■ Stored items
■ ■ ■

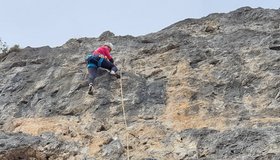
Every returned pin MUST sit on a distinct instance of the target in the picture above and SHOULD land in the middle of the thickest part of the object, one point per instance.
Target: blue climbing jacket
(93, 61)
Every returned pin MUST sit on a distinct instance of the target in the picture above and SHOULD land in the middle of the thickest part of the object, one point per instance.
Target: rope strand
(124, 116)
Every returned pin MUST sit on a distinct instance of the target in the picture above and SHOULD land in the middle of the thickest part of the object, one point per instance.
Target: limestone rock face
(204, 88)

■ ■ ■

■ Aim of the exercise
Transcribe nothing except the lines from the one with "Target: rope strand" through the end of the data above, each exactly as it appears.

■ Response area
Target: rope strand
(124, 116)
Every returned pin MUST sit on a distinct instance of the target in the picture above and SHOULD land in the middle of the thickest part of the object, one point per instance.
Target: limestone rock face
(204, 88)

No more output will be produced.